- _TEXT SHOWN_
::::::::
Towards a Co-selection Approach for a Global Explainability of Black Box Machine Learning Models

Abstract

Recently, few methods for understanding machine learning model’s outputs have been developed. SHAP and LIME are two well-known examples of these methods. They provide individual explanations based on feature importance for each instance. While remarkable scores have been achieved for individual explanations, understanding the model’s decisions globally remains a complex task. Methods like LIME were extended to face this complexity by using individual explanations. In this approach, the problem was expressed as a submodular optimization problem. This algorithm is a bottom-up method aiming at providing a global explanation. It consists of picking a group of individual explanations which illustrate the global behavior of the model and avoid redundancy. In this paper, we propose CoSP (Co-Selection Pick) framework that allows a global explainability of any black-box model by selecting individual explanations based on a similarity preserving approach. Unlike submodular optimization, in our method the problem is considered as a co-selection task. This approach achieves a co-selection of instances and features over the explanations provided by any explainer. The proposed framework is more generic given that it is possible to make the co-selection either in supervised or unsupervised scenarios and also over explanations provided by any local explainer. Preliminary experimental results are made to validate our proposal.

1 Introduction

Nowadays, a wide range of real-life applications such as computer vision [5, 11], speech processing, natural language understanding [6], health [14], and military fields [2, 4] make use of Machine Learning (ML) models for decision making or prediction/classification purpose. However, those models are often implemented as black boxes which make their predictions difficult to understand for humans. This nature of ML-models limits their adoption and practical applicability in many real world domains and affect the human trust in them. Making ML-models more explainable and transparent is currently a trending topic in data science and artificial intelligence fields which attracts the interest of several researchers.

Explainable AI (XAI) refers to the tools, methods, and techniques that can be used to make the behavior and predictions of ML models to be understandable to human [3]. Thus, the higher the interpretability/explainability of a ML model, the easier it is for someone to comprehend why certain decisions or predictions have been made.

Multiple interpretability approaches are based on additive models where the prediction is a sum of individual marginal effects like feature contribution [16], where a value (denoting the influence on the output) is assigned to each feature. One of the latest proposed methods is based on mathematical Shapeley Values and was introduced by Scott et al. [9] as SHAP (for SHapley Additive exPlanations). It relies on combining ideas from cooperative game theory and local explanations [8].

Let us also mention the LIME (Local Interpretable Model-agnostic Explanations) method which is one of the most famous local explainable models [13].
::::::::
- _TASK INSTRUCTIONS_
Edit the stretch of the explainability paper excerpt from "Multiple interpretability approaches" through "local explanations [8].", replacing "cooperative game theory" with "coalitional game theory". The records that follow the paper excerpt are drawn from a separate source.

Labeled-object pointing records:
::::::::
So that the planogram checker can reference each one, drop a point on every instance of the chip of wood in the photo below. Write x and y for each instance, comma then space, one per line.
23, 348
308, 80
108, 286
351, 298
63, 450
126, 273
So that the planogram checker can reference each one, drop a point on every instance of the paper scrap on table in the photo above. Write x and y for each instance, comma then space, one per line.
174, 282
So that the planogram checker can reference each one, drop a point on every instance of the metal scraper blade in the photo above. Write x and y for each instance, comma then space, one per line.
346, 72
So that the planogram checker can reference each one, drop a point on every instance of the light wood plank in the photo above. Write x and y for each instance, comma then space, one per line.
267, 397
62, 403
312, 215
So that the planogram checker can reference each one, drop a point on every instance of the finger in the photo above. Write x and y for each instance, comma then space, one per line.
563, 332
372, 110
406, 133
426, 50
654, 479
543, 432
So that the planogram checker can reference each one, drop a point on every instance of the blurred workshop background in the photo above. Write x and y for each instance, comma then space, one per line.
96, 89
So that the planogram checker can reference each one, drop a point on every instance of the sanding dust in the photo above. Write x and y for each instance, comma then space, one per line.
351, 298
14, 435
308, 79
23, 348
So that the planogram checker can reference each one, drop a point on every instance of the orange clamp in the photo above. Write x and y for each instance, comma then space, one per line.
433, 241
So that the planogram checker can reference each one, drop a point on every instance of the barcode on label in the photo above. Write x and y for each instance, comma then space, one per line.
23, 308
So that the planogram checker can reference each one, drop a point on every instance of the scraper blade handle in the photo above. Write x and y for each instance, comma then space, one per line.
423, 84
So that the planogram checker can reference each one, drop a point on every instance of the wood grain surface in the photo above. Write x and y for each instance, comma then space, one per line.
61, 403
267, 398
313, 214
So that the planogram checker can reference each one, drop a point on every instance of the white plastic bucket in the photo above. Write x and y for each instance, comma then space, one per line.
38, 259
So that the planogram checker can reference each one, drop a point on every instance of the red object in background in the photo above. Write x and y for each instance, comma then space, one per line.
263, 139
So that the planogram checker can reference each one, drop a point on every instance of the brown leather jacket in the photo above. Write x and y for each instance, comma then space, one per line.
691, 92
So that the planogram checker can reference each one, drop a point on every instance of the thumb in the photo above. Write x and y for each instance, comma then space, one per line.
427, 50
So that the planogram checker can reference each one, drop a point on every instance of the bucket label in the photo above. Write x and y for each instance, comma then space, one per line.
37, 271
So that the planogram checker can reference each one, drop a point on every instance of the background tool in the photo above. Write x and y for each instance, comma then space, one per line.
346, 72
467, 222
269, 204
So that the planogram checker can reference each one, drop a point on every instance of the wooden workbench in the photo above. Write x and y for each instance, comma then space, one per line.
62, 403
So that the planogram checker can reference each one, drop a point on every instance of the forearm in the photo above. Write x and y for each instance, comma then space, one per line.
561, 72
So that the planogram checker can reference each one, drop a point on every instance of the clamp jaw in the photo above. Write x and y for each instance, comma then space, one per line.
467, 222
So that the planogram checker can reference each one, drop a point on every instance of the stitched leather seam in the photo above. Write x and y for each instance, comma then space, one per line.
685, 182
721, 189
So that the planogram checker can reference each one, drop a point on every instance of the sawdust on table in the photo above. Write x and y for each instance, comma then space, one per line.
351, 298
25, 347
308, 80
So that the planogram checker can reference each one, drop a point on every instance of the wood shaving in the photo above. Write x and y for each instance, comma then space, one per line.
::::::::
- _RESULT FOR THIS EXERCISE_
Multiple interpretability approaches are based on additive models where the prediction is a sum of individual marginal effects like feature contribution [16], where a value (denoting the influence on the output) is assigned to each feature. One of the latest proposed methods is based on mathematical Shapeley Values and was introduced by Scott et al. [9] as SHAP (for SHapley Additive exPlanations). It relies on combining ideas from coalitional game theory and local explanations [8].